▶ _Extracto de origen_
▼

DOBLE CRIMEN EN LA PUEBLA DE CAZALLA
Este atroz y cruel crimen ocurrió en el año 1987, en un pequeño pueblo llamado "La Puebla de Cazalla" ubicado en Sevilla, Andalucía.
Ajenos al
ajetreo de casetas y ruidos insoportables procedentes de los cacharritos de
feria, los hermanos José, Juan, Antonio y Dulce Nombre Reina Muñoz repitieron
aquella noche el ritual de tantos pueblos andaluces, y tras la cena
permanecieron un buen rato charlando, a la puerta de su casa, en el número 51
de la calle Mesones, de La Puebla de Cazalla.
Sentados en
humildes sillas, los cuatro disfrutaron del frescor de la noche hasta que, ya
al filo de las doce, Juan se mostró cansado y se marchó camino del campo de
viñas cercano al pueblo donde solía dormir.
La marcha de
Juan dio pie a la retirada de los demás, que se encaminaron a sus habitaciones
sabedores de que el siguiente no sería un día normal, pues el alcalde se había
comprometido con ellos a que un coche los recogería para llevarlos a la comida
que el Ayuntamiento organizaba en el Hogar del Pensionista con motivo de la
feria.
Una comida a
la que Antonio, ex vendedor de la Once ciego de 77 años, y Dulce Nombre, viuda
de 70, nunca hubieran podido asistir.
La muerte se
encargaría de ello.
Sólo habían
transcurrido unas horas de aquella fraternal tertulia cuando por el pueblo,
como una inmensa mancha de aceite, se extendía la noticia de que a Antonio «el
Portañuela» y a su hermana Dulce los habían degollado mientras dormían, muy
probablemente para robarles, pues era sabido que en la casa había movimiento de
dinero por parte de la mujer, que solía comprar joyas usadas a vendedores
esporádicos y no muy recomendables.

▲

▶ _Acciones a realizar_
- A) Resume en dos oraciones el texto sobre el doble crimen de La Puebla de Cazalla.
- B) En el texto sobre el doble crimen de La Puebla de Cazalla, ¿a qué se había dedicado Antonio antes?
- C) Prosigue el texto sobre el doble crimen de La Puebla de Cazalla a partir de su última oración.
Los registros constituyen un material aparte, sin relación con el texto.

▶ _Registros de datos_
▼

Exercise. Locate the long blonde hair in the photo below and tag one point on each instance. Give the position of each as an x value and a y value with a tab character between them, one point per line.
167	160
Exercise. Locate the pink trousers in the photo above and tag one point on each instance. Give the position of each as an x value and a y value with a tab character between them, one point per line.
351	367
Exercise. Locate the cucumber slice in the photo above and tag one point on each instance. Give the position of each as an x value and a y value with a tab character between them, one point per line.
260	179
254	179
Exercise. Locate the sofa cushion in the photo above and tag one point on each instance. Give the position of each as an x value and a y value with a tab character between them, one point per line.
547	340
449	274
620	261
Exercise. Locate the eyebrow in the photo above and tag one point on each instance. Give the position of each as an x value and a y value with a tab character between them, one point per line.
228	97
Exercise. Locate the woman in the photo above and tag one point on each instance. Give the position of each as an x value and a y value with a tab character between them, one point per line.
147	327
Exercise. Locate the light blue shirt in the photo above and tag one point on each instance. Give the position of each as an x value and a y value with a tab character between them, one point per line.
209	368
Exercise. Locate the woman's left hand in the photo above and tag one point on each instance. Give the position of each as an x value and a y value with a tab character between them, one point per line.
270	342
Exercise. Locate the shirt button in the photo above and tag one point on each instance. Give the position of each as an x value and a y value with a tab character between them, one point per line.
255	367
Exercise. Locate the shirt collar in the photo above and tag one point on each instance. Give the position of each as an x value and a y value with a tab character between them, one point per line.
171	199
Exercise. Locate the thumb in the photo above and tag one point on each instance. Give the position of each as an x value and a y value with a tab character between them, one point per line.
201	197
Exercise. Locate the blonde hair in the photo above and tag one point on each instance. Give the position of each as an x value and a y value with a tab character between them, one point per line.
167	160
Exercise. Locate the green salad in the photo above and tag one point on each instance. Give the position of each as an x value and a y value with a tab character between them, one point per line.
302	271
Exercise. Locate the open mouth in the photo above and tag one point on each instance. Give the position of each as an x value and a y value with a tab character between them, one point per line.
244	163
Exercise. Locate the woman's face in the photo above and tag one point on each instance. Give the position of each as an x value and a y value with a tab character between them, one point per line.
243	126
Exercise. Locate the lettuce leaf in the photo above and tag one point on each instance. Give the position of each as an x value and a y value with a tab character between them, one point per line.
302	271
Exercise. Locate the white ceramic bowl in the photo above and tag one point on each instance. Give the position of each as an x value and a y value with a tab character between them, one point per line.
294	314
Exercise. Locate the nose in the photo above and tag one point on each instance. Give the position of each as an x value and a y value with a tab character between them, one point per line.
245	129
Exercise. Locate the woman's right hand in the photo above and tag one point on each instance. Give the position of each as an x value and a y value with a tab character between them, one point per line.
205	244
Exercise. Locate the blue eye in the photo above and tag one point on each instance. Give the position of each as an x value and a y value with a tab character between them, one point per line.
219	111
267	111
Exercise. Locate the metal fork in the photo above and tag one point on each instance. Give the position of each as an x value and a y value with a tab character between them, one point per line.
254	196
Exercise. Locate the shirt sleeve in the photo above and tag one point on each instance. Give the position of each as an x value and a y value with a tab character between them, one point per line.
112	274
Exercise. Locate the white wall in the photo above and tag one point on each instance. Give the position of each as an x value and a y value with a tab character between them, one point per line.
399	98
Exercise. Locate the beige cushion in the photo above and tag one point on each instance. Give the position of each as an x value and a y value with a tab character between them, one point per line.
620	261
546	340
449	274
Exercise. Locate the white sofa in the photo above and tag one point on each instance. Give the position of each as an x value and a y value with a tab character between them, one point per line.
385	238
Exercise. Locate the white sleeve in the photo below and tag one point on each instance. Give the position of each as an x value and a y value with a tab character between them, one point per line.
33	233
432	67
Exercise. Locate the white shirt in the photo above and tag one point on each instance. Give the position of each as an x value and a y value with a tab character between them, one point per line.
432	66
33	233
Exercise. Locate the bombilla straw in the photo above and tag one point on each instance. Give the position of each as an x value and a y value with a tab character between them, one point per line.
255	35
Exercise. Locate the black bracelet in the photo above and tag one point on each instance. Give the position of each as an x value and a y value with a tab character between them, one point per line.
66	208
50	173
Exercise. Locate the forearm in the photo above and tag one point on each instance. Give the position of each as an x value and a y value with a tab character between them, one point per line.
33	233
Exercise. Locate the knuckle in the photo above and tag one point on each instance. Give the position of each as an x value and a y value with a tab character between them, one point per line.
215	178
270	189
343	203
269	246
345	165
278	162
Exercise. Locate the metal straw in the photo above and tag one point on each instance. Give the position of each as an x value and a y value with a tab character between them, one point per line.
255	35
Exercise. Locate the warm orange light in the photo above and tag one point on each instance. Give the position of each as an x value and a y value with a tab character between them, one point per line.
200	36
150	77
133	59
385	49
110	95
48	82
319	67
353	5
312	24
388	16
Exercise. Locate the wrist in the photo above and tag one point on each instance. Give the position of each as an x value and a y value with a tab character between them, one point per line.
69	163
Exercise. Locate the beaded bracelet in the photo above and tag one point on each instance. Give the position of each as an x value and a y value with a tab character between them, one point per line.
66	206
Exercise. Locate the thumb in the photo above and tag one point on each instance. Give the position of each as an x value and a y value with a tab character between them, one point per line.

▲

▶ _Respuestas por tarea_
- A) En 1987, en La Puebla de Cazalla, los hermanos José, Juan, Antonio y Dulce Nombre Reina Muñoz charlaron tras la cena a la puerta de su casa de la calle Mesones hasta que Juan se fue a dormir al campo de viñas y los demás se retiraron, pues al día siguiente un coche los llevaría a la comida que el Ayuntamiento organizaba en el Hogar del Pensionista con motivo de la feria. Unas horas después corrió por el pueblo la noticia de que Antonio y Dulce habían sido degollados mientras dormían, muy probablemente para robarles, ya que se sabía que en la casa había movimiento de dinero porque ella compraba joyas usadas.

- B) Había sido vendedor de la Once.

- C)
Los cadáveres
habían sido descubiertos José, el único de los tres ocupantes de la vivienda de
la calle Mesones que logró salvarse de la masacre, de la que dijo no haberse
enterado porque siempre dormía bajo los efectos de somníferos. No de otra manera
podría explicarse que el viejo zapatero, de 73 años, permaneciera ajeno al
asesinato de sus dos hermanos y, sobre todo, a la tortura que previamente
sufrió Dulce Nombre hasta que su asesino le propinó un tajo brutal en el cuello
que prácticamente le separó la cabeza del tronco.
Dos años
atrás, de día, los habitantes de la casa habían sufrido un robo en el que los
ladrones de apoderaron de doce mil pesetas, lo que desde entonces les llevó a
tomar precauciones extremas a la hora de acostarse; tanto que la propia Dulce
Nombre, cuya habitación daba a la calle, dormía con la ventana cerrada a cal y
canto, una circunstancia que previsiblemente impidió que los vecinos o algún
paseante noctámbulo pudieran oír sus desesperados gritos de auxilio.
Pero aún con
todas las precauciones tomadas, la casa seguía siendo vulnerable, especialmente
a través del patio trasero, con fachada a la calle de la Cilla. Y el asesino lo
sabía, de la misma manera que también conocía la distribución de la casa.
Por aquel
patinillo se coló para dirigirse directamente a la habitación que ocupaba Dulce
Nombre, a la que sorprendió ya en la cama. Durante un rato, el criminal,
provisto de un arma blanca de grandes dimensiones, torturó a la mujer
pinchándola en diversas partes del cuerpo. Buscaba algo concreto que ella no
quiso darle o no estaba en disposición de entregarle por más que aquel tormento
siguiera.
Fue entonces
cuando un tajo brutal, propio de un individuo joven y corpulento, le segó el
cuello, haciéndola caer como un fardo, boca arriba, sobre su propia cama.
Los gritos de
la mujer debieron oírse en toda la casa, hasta el extremo de despertar a
Antonio, que dormía en una habitación del piso de arriba.
Pese a su
ceguera, «el Portañuela», llamándola a gritos, se tiró de la cama e intentó ir
en ayuda de su hermana, pero el asesino ya estaba en su cuarto. Él lo notó e
intentó hacerle frente, pero poco podía hacer ante un hombre que lo aventajaba
en edad y, sobre todo, en visión. Los navajazos se sucedieron uno tras otro
hasta que el último, también en el cuello, le arrancó la vida.
Antonio se
desplomó de rodillas y cayó de bruces sobre la cama, de espaldas a la puerta
por la que había entrado su asesino. En sus brazos quedaban claros signos de
haberse intentado defender mientras al acero del cuchillo se clavaba en su
cuerpo.
Cuando los
cadáveres fueron hallados pudo comprobarse que el criminal sólo se había
dedicado a revolver el cuarto de Dulce Nombre. Pero no se llevó nada; ni
dinero, joyas. Ni tan siquiera despojó a su víctima de las alhajas personales
que portaba. Su búsqueda era concreta y sólo él y su víctima sabía de qué se
trataba.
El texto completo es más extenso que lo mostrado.